■ **Records from a collection**
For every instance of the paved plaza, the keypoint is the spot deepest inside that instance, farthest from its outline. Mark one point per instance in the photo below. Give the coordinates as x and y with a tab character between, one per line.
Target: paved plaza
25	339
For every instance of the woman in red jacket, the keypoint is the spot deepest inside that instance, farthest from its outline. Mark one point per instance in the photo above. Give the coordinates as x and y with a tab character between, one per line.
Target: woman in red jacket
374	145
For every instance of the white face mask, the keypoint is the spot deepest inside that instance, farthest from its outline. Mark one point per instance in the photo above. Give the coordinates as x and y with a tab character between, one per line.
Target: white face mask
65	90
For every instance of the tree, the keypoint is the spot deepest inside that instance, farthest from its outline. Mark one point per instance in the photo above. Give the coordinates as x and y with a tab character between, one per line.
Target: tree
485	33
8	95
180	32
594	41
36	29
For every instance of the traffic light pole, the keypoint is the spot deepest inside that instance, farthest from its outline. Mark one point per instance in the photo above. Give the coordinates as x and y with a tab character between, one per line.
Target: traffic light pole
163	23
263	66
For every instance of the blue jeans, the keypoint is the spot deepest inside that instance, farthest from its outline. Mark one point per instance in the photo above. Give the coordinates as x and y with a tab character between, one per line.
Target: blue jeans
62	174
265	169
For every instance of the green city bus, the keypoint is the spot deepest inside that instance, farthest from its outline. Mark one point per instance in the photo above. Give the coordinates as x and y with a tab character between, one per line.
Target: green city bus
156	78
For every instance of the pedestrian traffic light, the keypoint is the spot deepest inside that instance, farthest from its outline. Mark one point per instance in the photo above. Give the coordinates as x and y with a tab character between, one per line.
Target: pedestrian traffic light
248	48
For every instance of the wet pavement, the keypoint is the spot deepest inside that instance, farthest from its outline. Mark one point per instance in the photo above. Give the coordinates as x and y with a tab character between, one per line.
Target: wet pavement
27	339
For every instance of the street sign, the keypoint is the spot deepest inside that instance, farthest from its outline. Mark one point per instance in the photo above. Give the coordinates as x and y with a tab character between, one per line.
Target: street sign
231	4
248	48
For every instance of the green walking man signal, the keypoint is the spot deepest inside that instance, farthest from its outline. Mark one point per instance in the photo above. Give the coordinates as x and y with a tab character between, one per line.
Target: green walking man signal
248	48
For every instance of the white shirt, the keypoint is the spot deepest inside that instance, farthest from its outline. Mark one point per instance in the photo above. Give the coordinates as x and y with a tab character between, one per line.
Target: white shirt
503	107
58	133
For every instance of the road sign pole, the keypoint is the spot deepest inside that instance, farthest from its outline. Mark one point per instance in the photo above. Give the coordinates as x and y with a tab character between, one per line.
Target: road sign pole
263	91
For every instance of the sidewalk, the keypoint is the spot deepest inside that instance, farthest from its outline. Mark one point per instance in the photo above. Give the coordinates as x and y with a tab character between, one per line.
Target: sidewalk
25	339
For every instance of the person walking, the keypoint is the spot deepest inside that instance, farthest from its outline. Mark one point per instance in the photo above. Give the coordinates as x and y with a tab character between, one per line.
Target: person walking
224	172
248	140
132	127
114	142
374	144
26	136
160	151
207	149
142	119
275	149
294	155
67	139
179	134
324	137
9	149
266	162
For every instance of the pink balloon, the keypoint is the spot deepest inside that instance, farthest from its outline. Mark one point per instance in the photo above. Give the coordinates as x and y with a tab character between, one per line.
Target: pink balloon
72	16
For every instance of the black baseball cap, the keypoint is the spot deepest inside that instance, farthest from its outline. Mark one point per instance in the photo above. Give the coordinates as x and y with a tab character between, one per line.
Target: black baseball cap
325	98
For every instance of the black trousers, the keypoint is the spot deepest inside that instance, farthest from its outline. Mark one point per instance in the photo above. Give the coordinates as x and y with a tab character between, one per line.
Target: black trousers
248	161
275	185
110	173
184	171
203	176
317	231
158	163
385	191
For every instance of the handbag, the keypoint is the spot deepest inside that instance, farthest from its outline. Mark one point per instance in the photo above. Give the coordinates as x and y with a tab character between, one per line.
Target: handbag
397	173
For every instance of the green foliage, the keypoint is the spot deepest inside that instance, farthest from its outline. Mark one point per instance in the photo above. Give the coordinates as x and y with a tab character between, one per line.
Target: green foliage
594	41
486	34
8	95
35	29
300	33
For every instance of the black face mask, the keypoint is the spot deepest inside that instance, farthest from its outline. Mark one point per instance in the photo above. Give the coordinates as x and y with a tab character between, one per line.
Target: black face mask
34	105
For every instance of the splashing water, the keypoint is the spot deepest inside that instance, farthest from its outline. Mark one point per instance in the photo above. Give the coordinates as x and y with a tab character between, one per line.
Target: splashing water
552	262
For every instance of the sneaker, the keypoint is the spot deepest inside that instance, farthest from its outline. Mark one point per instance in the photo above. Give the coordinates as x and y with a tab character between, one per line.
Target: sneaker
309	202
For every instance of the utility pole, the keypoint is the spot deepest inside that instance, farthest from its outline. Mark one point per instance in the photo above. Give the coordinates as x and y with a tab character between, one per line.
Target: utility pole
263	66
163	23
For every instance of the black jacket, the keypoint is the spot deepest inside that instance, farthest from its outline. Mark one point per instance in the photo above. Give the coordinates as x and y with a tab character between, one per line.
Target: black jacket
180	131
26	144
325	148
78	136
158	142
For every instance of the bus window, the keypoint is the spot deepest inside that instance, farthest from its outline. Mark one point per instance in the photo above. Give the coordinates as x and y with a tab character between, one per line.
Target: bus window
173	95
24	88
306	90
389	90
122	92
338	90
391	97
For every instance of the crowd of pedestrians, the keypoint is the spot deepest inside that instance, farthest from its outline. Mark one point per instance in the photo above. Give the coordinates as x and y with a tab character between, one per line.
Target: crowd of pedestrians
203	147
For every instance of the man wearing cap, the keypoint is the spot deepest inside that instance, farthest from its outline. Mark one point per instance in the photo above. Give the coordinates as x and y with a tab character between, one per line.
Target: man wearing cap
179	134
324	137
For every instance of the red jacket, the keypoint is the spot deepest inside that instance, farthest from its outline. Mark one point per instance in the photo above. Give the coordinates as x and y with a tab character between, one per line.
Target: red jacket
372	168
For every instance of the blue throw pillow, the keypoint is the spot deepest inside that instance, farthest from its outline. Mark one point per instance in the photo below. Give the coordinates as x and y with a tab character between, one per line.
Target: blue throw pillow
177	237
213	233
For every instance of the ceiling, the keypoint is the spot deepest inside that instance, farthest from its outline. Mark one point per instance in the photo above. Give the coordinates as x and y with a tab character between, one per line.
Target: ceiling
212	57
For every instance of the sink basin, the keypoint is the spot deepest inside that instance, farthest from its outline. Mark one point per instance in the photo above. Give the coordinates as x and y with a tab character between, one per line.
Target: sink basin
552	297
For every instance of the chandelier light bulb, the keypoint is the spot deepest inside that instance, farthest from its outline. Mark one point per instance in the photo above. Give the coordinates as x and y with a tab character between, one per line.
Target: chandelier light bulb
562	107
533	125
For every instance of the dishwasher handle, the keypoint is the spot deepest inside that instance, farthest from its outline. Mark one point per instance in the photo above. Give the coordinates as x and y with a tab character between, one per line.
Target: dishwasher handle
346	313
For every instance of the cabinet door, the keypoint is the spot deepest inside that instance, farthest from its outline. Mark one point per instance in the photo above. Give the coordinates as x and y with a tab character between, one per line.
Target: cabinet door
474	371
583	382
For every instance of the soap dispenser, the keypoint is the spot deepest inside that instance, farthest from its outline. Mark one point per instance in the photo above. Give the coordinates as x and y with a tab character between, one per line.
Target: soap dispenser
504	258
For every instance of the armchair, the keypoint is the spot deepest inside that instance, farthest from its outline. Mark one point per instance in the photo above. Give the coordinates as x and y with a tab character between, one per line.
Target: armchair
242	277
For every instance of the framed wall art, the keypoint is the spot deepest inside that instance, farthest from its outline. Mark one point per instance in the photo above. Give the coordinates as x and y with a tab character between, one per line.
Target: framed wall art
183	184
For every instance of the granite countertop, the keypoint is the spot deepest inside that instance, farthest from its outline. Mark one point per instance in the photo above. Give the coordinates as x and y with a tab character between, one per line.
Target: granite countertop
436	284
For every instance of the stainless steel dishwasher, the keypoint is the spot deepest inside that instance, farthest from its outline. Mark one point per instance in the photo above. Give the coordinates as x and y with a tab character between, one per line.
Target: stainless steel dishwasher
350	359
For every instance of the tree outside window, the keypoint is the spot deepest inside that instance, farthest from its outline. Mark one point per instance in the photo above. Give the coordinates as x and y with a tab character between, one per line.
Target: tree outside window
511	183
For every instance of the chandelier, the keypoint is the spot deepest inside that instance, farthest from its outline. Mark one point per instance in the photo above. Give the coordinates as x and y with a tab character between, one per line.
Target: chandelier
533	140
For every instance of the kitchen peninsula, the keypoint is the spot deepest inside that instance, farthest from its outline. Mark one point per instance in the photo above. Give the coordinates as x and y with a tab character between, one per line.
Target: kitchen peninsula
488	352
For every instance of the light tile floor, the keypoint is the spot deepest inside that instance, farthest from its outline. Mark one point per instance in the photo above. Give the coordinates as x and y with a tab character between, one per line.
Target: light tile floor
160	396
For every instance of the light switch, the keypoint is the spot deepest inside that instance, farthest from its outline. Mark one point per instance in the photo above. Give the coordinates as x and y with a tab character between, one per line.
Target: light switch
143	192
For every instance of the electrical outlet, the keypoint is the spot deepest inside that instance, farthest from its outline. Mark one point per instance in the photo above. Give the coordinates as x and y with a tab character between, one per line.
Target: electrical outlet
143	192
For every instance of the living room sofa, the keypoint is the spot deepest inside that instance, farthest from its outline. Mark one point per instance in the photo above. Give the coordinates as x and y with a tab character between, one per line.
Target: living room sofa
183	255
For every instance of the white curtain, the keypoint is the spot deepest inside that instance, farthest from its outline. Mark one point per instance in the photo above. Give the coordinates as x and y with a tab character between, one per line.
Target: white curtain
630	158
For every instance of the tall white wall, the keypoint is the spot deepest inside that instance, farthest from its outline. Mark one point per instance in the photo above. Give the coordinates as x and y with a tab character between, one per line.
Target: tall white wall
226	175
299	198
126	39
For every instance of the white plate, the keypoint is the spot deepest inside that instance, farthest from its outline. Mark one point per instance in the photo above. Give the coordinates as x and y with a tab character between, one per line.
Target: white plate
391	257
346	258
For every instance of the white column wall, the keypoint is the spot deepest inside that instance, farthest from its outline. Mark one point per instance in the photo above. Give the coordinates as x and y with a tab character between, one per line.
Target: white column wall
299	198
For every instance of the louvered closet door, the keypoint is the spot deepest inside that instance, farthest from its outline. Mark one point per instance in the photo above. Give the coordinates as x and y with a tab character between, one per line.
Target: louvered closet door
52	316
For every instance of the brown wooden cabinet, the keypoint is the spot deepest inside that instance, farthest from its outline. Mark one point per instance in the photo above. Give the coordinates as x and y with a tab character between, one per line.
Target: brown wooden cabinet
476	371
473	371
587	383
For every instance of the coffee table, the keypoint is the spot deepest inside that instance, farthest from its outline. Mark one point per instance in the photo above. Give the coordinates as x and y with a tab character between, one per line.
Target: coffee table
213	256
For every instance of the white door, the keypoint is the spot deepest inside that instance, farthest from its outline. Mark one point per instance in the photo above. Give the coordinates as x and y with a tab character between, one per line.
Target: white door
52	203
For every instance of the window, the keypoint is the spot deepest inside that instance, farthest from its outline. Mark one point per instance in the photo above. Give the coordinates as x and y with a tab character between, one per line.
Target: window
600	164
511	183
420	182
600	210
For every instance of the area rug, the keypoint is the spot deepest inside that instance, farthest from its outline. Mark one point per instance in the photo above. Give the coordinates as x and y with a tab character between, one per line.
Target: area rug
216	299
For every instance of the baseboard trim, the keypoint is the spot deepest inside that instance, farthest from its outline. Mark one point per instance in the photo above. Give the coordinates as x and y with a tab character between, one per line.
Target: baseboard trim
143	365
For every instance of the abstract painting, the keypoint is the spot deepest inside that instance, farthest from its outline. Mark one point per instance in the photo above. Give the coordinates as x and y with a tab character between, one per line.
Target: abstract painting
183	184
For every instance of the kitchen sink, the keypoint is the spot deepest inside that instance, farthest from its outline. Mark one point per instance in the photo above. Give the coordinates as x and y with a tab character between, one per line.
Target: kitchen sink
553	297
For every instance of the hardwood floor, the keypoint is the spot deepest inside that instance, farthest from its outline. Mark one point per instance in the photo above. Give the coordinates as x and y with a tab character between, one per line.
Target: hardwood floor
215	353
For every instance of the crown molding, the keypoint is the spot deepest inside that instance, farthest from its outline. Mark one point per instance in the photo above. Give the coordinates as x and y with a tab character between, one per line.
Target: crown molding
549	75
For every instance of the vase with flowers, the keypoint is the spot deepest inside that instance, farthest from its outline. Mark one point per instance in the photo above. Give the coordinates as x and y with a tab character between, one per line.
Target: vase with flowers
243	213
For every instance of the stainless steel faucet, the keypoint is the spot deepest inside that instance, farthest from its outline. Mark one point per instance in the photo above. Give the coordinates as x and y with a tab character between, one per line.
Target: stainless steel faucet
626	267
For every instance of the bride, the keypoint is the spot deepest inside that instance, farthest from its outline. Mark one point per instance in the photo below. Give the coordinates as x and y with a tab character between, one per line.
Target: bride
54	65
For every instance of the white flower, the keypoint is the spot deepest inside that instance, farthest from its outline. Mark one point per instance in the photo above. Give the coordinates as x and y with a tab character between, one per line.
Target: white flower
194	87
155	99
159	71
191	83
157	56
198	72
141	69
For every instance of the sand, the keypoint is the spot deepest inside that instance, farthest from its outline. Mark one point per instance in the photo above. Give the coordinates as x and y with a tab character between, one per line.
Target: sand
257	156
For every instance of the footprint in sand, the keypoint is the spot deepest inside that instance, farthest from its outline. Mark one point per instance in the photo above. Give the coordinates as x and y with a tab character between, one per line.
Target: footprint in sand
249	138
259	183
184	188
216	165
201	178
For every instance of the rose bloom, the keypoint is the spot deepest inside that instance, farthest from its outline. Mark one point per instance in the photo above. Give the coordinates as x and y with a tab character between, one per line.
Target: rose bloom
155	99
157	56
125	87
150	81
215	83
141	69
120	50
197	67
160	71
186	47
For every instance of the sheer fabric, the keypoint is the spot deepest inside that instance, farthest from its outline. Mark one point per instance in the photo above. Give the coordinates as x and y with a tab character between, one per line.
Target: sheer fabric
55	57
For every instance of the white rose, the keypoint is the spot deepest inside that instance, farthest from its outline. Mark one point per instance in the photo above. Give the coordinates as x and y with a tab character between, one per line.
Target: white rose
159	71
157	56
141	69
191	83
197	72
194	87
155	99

■ **Goal of the exercise**
In the entries above, find the line containing "For every instance of the sand, the". Set down that line and every line after it through the last one, exactly and alone.

■ **Answer to this problem**
For every instance of the sand, the keypoint is the spot deepest inside that instance, farthest from its outline. Mark one point per instance in the photo above. Give the coordinates as x and y with a tab character between, one per line.
Target: sand
257	156
For every instance of the footprint in sand, the keypoint is the spot deepest inside that instance, farthest from its outline. Mark one point per instance in the photo above. Give the coordinates as x and y with a tab character between, one per line.
Target: footprint in sand
249	138
259	183
184	188
216	165
201	178
For every instance of the rose bloom, the keypoint is the spot deepest inside that instance, farthest from its outline. Mark one point per instance in the photo above. Give the coordinates as x and y with a tab character between, one per line.
Target: rose bloom
155	99
157	56
125	87
150	81
215	83
141	69
120	50
197	67
160	71
186	47
For every instance of the sheer fabric, the keypoint is the spot deepest inside that instance, farthest from its outline. Mark one point per instance in the photo above. Give the coordinates as x and y with a tab character between, one per line.
Target: sheer fabric
55	57
For every instance of the white rose, the keypoint is the spot deepest inside that instance, farthest from its outline. Mark one point per instance in the photo above. Give the coordinates as x and y with a tab character between, one per line.
Target: white rose
159	71
157	56
141	69
191	83
197	72
194	87
155	99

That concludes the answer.